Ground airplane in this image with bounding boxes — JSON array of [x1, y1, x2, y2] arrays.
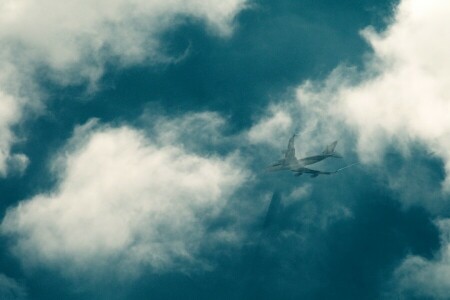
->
[[267, 134, 356, 178], [268, 134, 342, 172]]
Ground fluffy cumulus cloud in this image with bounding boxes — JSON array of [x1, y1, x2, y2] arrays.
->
[[2, 116, 248, 275], [0, 0, 246, 175], [251, 0, 450, 299], [251, 0, 450, 191]]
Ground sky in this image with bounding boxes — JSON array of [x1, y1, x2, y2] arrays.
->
[[0, 0, 450, 300]]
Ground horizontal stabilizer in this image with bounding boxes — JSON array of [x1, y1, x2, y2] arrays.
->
[[322, 141, 337, 155]]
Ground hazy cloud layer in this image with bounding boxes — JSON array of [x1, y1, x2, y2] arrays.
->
[[0, 0, 245, 176], [250, 0, 450, 299], [0, 274, 27, 300], [2, 114, 247, 275], [250, 0, 450, 190]]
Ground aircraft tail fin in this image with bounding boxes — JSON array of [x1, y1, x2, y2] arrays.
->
[[322, 141, 342, 158]]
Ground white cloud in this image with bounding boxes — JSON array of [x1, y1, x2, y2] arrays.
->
[[0, 274, 27, 300], [395, 219, 450, 299], [248, 0, 450, 299], [2, 116, 247, 275], [0, 0, 246, 175], [251, 0, 450, 191]]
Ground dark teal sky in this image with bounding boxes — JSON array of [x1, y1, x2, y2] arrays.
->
[[0, 0, 444, 299]]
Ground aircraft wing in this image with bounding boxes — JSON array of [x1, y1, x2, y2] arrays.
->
[[291, 163, 357, 177]]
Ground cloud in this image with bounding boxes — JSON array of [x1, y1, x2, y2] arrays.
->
[[251, 0, 450, 299], [2, 114, 248, 276], [0, 0, 246, 176], [395, 219, 450, 299], [0, 274, 27, 300], [251, 0, 450, 191]]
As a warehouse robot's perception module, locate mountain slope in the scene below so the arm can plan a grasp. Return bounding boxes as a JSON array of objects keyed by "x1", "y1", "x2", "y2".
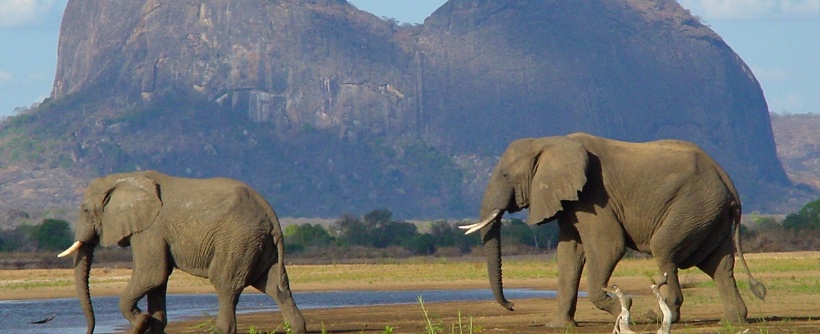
[{"x1": 0, "y1": 0, "x2": 811, "y2": 218}]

++++++

▶ _PROBLEM STATEMENT_: Rewrite every item above with "bounding boxes" changed to "box coordinates" wherever it appears, keeping everything else the same and leaving out the pictures.

▶ _RESULT OF THIS TASK_:
Ground airplane in this image with box coordinates — JSON array of [x1, y1, x2, y2] arrays.
->
[[267, 134, 356, 178], [268, 134, 342, 172]]
Ground fluffy cumulus cloud in this image with box coordinates — JSON array of [x1, y1, x2, y2] arrays.
->
[[2, 116, 248, 275], [0, 0, 246, 175], [251, 0, 450, 299], [251, 0, 450, 191]]
Ground sky in this image with box coordinates — JSON array of [x1, y1, x2, y2] arrays.
->
[[0, 0, 450, 300]]
Ground horizontal stabilizer in this image with box coordinates — JSON array of [x1, y1, x2, y2] arrays.
->
[[322, 141, 337, 155]]
Ground hazy cloud layer in this image with box coordinates — JSON array of [x1, y1, x2, y2] arrays.
->
[[0, 0, 245, 176], [250, 0, 450, 299], [0, 274, 27, 300], [2, 114, 247, 275], [250, 0, 450, 190]]
Ground aircraft tail fin in this image with box coordinates — JSON array of [x1, y1, x2, y2] arrays.
->
[[322, 141, 342, 158]]
Ground white cloud in this image with box coordinates — JSON array of [x1, y1, x2, y2] arrays.
->
[[0, 274, 27, 300], [395, 219, 450, 299], [248, 0, 450, 299], [2, 116, 247, 275], [0, 0, 246, 175], [251, 0, 450, 191]]
Ground dark teal sky in this image with box coordinates — JSON array of [x1, y1, x2, y2] arrays.
->
[[0, 0, 444, 299]]
Ground aircraft wing in this image with box coordinates — JSON array of [x1, y1, x2, y2] arrays.
->
[[291, 163, 357, 177]]
Ground cloud in this image with box coordinates — JSON array of [x1, y1, x2, y2] arrays.
->
[[251, 0, 450, 299], [2, 114, 248, 276], [0, 0, 246, 176], [395, 219, 450, 299], [0, 274, 27, 300], [251, 0, 450, 191]]
As a warehouse robot's perception module, locate mountain slope in the scene below so the arm can plan a grasp. Return box coordinates as a JSON array of objects keyed by "x1", "y1", "x2", "y2".
[{"x1": 0, "y1": 0, "x2": 811, "y2": 218}]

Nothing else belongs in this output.